Required actions.
**a.** From the article on Vietnam's police campaign against human trafficking, reproduce the passage word for word: begin at the words "The General Department" and stop after "have been trafficked.".
**b.** Pick up the news article on Vietnam's police campaign against human trafficking after its final sentence and write more of it.

Page excerpt.

Hanoi- Vietnamese police will launch a two-month campaign next week targeting human trafficking, a police official said Tuesday.

The General Department of Police has asked its forces nationwide to make plans to combat rings involved in trafficking in border regions, especially areas near China and Cambodia where many women have been trafficked.

'Human trafficking is becoming very complex in Vietnam due to the economic crisis,' said Nguyen Tri Phuong, deputy director of the National Social Order Crime Investigation Department. 'Traffickers are taking advantage of increasing unemployment to cheat women.'

Phuong said many women want find it hard to get other work after losing their jobs. Traffickers lure many into their trap by promising good jobs overseas. After taking them out of Vietnam, traffickers sell them to brothels or for other work.

'One hundred and ninety-one trafficking cases involving 417 women and children have been discovered so far this year,' Phuong said.

Record excerpts.
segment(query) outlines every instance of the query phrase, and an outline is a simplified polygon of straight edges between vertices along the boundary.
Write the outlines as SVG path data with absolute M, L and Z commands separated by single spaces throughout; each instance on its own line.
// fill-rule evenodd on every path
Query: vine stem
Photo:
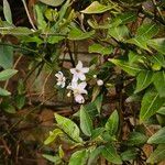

Answers to the problems.
**a.**
The General Department of Police has asked its forces nationwide to make plans to combat rings involved in trafficking in border regions, especially areas near China and Cambodia where many women have been trafficked.

**b.**
The state-run Viet Nam News on Tuesday reported traffickers often sell women and children they kidnap in northern provinces to contacts in China.

Traffickers often take advantage of dark nights and a lack of vigilance among families to kidnap their children. In isolated cases, they have murdered parents to kidnap newborn babies.

Vietnamese police will closely co-ordinate with provincial police and bodies in China, Cambodia and Laos to prevent trafficking rings, Viet Nam News reported.

Since 2005, there have been 1,600 cases of human trafficking with 4,300 victims and 3,000 people were investigated for involvement.